Job 1
What average peak 24-hour IP did the three wells completed at Ft. Berthold deliver, according to the excerpt on QEP's Williston Basin wells?

During the quarter, the Company completed three wells at Ft. Berthold utilizing a more modern completion design than used for previous Ft. Berthold wells. These wells are performing in-line with updated expectations and delivered an average peak 24-hour IP of 1,380 Boed. The Company believes the recent well results utilizing the new completion design further validates the quality of the acreage position at Ft. Berthold and will ultimately add to the remaining inventory on the acreage.

At the end of the third quarter 2016, QEP had 23 gross operated horizontal wells waiting on completion in the Williston Basin (average working interest 83%), all in South Antelope and four  gross-operated horizontal wells being drilled (average working interest 93%) at Ft. Berthold. Of the 23 wells waiting on completion, 13 were sliding sleeve and 10 were "plug-and-perf" designs. In addition, the Company had interests in 12 gross non-operated horizontal wells waiting on completion (average working interest 11%) at the end of the quarter.

Job 2
Pull out every line of the records below that contains the string "aquarium", treating uppercase and lowercase as different.

The data

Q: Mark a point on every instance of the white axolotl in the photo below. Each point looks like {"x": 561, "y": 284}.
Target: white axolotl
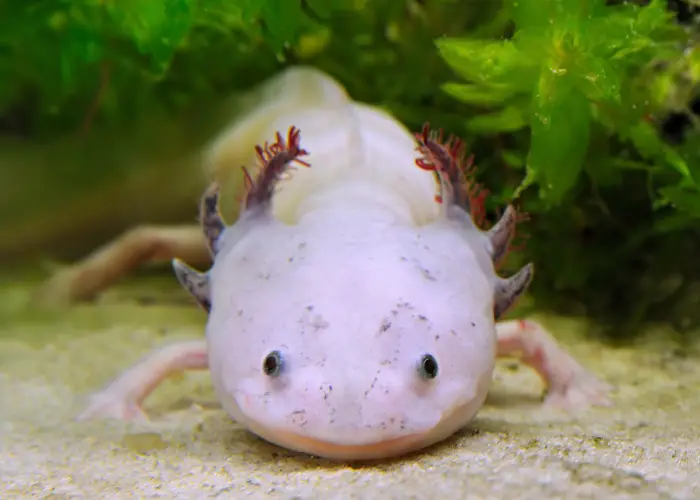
{"x": 352, "y": 313}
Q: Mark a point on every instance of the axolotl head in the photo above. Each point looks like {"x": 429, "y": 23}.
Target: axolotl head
{"x": 351, "y": 341}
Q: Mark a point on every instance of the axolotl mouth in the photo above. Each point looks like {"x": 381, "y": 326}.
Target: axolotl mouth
{"x": 352, "y": 442}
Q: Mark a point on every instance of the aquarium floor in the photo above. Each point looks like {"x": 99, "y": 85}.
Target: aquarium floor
{"x": 647, "y": 446}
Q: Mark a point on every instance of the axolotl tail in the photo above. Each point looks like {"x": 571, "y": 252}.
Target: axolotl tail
{"x": 358, "y": 153}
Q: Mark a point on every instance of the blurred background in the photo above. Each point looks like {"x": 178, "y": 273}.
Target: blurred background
{"x": 583, "y": 112}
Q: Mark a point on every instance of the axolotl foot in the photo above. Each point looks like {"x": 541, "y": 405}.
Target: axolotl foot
{"x": 121, "y": 399}
{"x": 570, "y": 386}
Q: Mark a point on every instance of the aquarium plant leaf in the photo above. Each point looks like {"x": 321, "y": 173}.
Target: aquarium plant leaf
{"x": 560, "y": 128}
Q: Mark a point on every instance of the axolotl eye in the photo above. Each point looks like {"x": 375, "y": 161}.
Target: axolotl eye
{"x": 273, "y": 364}
{"x": 427, "y": 367}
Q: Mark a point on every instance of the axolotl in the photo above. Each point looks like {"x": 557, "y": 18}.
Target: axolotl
{"x": 364, "y": 323}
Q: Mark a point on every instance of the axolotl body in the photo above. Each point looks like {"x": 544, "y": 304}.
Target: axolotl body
{"x": 363, "y": 323}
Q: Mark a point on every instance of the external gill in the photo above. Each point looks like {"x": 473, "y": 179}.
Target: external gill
{"x": 457, "y": 187}
{"x": 274, "y": 159}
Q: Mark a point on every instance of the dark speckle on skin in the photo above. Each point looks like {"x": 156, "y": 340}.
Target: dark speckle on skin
{"x": 374, "y": 382}
{"x": 386, "y": 324}
{"x": 319, "y": 323}
{"x": 426, "y": 273}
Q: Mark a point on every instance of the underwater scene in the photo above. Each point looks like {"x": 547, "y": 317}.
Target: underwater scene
{"x": 347, "y": 249}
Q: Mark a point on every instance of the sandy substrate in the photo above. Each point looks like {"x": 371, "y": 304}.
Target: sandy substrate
{"x": 647, "y": 446}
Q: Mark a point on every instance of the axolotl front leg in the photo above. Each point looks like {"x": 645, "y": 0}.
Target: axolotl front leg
{"x": 123, "y": 397}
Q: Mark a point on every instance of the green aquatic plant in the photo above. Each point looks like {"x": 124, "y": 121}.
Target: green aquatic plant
{"x": 570, "y": 66}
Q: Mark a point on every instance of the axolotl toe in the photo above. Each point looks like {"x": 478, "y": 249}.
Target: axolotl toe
{"x": 354, "y": 330}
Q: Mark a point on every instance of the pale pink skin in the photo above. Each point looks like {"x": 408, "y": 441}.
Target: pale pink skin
{"x": 353, "y": 277}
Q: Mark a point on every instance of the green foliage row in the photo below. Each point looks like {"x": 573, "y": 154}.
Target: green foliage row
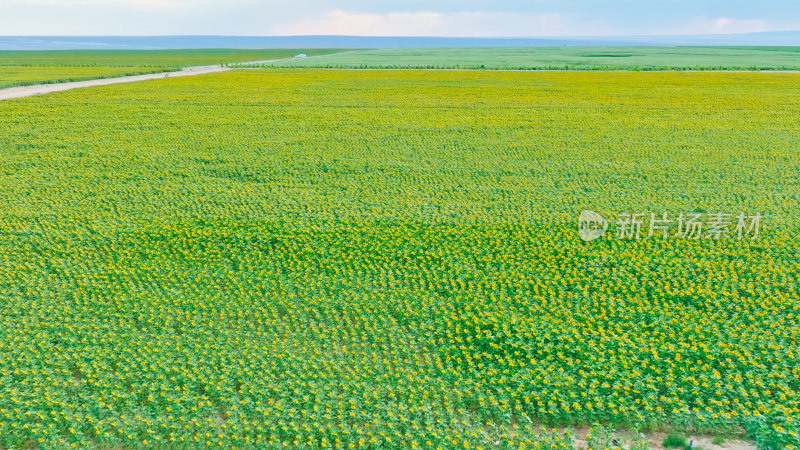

Full response 1
1,380 Boed

Full response 2
Q: Mark a point on every instance of the aquarium floor in the photo above. Each point looks like {"x": 99, "y": 85}.
Target: aquarium floor
Q: Mark a point on every instance of the aquarium plant leaf in the photo above. Each point looks like {"x": 321, "y": 173}.
Target: aquarium plant leaf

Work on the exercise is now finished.